(Beginning of MATERIAL PROVIDED)

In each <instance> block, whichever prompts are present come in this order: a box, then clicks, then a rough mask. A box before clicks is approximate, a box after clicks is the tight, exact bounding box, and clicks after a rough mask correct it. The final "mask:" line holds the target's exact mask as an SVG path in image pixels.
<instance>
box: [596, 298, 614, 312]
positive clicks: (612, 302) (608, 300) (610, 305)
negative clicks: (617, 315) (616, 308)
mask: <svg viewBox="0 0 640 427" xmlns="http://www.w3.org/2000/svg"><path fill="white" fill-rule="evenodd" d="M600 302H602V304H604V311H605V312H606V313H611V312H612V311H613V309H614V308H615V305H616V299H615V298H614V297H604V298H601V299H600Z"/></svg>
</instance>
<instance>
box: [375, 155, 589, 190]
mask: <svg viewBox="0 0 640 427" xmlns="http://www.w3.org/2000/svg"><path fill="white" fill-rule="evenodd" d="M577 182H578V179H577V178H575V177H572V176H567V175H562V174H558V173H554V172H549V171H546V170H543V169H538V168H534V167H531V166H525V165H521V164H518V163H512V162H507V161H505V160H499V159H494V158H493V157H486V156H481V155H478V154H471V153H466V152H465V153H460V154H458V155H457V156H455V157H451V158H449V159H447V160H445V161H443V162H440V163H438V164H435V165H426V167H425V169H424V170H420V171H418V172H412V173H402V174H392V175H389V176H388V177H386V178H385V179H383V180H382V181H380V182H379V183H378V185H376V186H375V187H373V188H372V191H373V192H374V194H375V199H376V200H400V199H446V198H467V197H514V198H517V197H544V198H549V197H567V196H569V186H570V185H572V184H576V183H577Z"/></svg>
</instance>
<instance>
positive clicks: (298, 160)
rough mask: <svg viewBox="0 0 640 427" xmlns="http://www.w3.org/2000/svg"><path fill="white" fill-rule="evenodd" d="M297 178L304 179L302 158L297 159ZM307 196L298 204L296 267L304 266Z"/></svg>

(End of MATERIAL PROVIDED)

● JOB: An exact repetition of all the records above is required.

● WRITTEN ANSWER:
In each <instance> block, whichever prompts are present come in this order: a box, then clicks, then a rough mask. A box before clicks is approximate, a box after clicks is the tight, exact bounding box, and clicks after a rough mask correct it. The final "mask:" line holds the target's exact mask as an SVG path in image pixels.
<instance>
box: [596, 298, 614, 312]
positive clicks: (612, 302) (608, 300) (610, 305)
negative clicks: (617, 315) (616, 308)
mask: <svg viewBox="0 0 640 427" xmlns="http://www.w3.org/2000/svg"><path fill="white" fill-rule="evenodd" d="M600 302H602V304H604V311H605V312H606V313H611V312H612V311H613V309H614V308H615V305H616V299H615V298H614V297H604V298H601V299H600Z"/></svg>
</instance>
<instance>
box: [375, 155, 589, 190]
mask: <svg viewBox="0 0 640 427" xmlns="http://www.w3.org/2000/svg"><path fill="white" fill-rule="evenodd" d="M577 182H578V179H577V178H575V177H572V176H567V175H562V174H558V173H554V172H549V171H546V170H543V169H538V168H534V167H531V166H525V165H521V164H518V163H512V162H507V161H505V160H499V159H494V158H493V157H486V156H481V155H478V154H471V153H466V152H465V153H460V154H458V155H457V156H455V157H451V158H449V159H447V160H445V161H443V162H440V163H438V164H435V165H426V167H425V169H424V170H420V171H418V172H412V173H402V174H392V175H389V176H388V177H386V178H385V179H383V180H382V181H380V182H379V183H378V185H376V186H375V187H373V188H372V191H373V192H374V194H375V199H376V200H400V199H446V198H467V197H514V198H517V197H544V198H549V197H567V196H569V186H570V185H572V184H576V183H577Z"/></svg>
</instance>
<instance>
positive clicks: (298, 160)
rough mask: <svg viewBox="0 0 640 427" xmlns="http://www.w3.org/2000/svg"><path fill="white" fill-rule="evenodd" d="M297 178L304 179L302 158L297 159ZM307 196L298 204L296 267L304 266Z"/></svg>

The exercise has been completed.